%%
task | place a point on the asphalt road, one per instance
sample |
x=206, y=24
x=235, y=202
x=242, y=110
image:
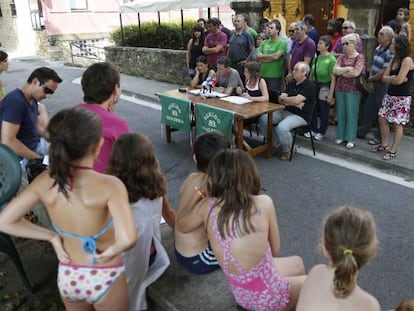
%%
### [THE REQUEST]
Turn the rows above into a JSON list of strings, one string per line, skipping blank lines and leaving out the picture.

### [SOLUTION FOR THIS PROBLEM]
[
  "task | place a point on the asphalt road, one per instance",
  "sample |",
  "x=206, y=24",
  "x=235, y=202",
  "x=242, y=110",
  "image:"
]